_Requirements_
Count the lines in the data below that contain the word "horizon", and reply with only that number.

_Given entries_
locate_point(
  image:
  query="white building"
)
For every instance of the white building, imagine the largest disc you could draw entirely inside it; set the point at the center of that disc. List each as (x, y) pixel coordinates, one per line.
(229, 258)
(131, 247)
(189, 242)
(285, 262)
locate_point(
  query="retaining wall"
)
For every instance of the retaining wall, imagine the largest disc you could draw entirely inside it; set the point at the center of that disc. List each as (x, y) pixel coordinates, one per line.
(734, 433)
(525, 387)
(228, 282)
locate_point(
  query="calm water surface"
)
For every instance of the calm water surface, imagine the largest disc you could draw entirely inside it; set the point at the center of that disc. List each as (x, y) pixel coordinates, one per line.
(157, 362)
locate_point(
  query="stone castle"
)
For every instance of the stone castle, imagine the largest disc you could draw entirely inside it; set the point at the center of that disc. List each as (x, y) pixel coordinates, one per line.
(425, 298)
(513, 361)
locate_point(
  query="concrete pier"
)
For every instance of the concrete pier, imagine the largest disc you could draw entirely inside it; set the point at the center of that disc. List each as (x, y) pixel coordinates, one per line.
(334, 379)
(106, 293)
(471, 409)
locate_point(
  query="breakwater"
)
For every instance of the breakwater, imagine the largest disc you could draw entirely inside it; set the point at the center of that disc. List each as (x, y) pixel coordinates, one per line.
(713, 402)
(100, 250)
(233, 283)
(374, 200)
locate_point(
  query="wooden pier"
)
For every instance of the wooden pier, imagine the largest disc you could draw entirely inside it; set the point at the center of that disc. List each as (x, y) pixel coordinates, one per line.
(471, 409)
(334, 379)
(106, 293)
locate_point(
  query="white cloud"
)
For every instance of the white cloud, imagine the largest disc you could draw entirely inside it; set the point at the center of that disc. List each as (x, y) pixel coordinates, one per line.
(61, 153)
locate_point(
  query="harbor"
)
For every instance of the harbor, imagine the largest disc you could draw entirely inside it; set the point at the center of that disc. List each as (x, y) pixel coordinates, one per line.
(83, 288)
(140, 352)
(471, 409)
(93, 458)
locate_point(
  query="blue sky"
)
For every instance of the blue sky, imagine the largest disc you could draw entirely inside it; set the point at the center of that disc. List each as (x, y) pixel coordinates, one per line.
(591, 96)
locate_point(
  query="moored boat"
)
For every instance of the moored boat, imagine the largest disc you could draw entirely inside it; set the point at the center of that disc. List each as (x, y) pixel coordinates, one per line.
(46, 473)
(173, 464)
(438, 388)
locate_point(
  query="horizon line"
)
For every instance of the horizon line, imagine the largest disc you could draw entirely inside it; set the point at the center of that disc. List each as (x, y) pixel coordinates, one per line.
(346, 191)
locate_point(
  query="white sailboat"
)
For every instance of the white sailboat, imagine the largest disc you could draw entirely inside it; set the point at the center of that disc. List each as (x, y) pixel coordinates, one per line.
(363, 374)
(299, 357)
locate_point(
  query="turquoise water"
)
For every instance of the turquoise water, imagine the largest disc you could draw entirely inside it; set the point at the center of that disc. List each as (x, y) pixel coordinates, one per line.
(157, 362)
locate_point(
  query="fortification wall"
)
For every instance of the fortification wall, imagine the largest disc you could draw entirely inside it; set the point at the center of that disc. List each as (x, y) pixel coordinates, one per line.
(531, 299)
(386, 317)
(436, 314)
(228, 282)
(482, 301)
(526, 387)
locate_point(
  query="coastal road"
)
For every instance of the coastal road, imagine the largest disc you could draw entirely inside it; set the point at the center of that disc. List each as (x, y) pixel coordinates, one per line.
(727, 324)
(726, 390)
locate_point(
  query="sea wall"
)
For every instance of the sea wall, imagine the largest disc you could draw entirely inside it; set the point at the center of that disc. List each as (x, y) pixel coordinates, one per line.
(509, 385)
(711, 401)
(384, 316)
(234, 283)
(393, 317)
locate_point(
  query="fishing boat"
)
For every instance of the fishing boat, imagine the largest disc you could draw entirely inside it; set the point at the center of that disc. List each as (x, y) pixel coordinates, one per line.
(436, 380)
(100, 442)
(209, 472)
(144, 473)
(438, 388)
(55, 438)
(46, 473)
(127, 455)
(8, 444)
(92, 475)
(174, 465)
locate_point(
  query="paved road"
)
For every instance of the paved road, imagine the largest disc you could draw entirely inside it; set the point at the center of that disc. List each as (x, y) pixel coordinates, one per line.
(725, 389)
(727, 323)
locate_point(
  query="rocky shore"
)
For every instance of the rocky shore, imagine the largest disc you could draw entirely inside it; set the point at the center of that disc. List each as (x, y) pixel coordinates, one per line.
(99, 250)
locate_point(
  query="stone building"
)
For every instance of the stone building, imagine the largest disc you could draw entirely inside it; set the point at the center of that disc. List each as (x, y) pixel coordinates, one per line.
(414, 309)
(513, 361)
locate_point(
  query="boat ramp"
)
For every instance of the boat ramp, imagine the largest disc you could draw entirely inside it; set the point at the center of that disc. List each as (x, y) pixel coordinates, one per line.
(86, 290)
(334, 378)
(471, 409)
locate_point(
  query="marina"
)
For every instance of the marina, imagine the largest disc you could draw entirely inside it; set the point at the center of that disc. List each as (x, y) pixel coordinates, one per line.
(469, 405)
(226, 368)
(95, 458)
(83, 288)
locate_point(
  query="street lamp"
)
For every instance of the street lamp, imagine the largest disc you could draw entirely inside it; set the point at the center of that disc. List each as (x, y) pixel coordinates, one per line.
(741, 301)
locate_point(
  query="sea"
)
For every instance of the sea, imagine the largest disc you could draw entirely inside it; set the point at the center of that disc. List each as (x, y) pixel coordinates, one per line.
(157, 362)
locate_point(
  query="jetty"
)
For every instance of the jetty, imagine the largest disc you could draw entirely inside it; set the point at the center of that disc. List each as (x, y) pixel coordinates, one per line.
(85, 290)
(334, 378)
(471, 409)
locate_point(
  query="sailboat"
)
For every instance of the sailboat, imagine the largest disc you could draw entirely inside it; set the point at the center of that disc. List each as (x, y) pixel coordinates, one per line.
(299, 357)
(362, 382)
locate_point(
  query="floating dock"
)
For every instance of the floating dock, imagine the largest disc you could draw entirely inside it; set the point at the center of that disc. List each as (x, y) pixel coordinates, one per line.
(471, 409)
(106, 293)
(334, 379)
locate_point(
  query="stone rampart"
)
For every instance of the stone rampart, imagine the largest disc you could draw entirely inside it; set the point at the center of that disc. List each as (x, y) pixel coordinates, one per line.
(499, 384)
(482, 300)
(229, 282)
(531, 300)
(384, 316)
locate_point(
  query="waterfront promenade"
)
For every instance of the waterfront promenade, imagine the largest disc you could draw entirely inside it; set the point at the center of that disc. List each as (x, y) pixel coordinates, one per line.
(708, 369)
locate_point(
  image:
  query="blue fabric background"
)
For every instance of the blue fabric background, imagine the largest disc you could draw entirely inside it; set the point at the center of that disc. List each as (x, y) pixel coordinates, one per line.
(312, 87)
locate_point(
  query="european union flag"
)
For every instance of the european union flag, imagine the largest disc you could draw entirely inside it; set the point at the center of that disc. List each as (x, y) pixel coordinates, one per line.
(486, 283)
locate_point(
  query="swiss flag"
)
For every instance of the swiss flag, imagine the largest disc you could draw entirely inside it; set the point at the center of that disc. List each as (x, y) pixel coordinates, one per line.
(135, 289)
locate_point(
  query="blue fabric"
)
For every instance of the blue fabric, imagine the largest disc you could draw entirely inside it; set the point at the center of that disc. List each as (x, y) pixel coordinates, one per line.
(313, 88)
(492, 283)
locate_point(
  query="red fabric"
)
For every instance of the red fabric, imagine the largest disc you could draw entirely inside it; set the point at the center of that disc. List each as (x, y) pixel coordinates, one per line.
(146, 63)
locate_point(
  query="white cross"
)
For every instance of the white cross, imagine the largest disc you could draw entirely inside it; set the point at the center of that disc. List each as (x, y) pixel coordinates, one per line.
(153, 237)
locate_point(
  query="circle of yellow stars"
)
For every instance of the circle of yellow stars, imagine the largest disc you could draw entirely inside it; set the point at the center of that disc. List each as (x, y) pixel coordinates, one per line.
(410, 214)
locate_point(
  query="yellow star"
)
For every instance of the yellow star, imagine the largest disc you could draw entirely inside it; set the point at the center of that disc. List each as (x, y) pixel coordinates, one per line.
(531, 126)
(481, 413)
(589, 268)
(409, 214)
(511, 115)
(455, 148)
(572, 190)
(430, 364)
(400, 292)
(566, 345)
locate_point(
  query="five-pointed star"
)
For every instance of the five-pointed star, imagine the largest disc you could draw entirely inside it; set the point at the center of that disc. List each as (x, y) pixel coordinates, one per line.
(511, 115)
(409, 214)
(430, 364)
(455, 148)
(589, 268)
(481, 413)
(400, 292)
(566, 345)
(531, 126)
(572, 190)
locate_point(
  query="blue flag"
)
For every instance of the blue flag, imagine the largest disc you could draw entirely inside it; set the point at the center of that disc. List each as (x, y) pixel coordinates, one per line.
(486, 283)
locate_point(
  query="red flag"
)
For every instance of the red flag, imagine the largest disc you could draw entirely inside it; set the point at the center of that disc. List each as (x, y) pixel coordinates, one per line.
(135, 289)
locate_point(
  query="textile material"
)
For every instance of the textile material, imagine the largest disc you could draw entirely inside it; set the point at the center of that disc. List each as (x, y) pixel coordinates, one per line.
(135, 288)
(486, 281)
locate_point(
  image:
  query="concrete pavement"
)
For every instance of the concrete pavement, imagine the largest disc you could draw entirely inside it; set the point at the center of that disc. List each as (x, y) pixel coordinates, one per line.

_In response_
2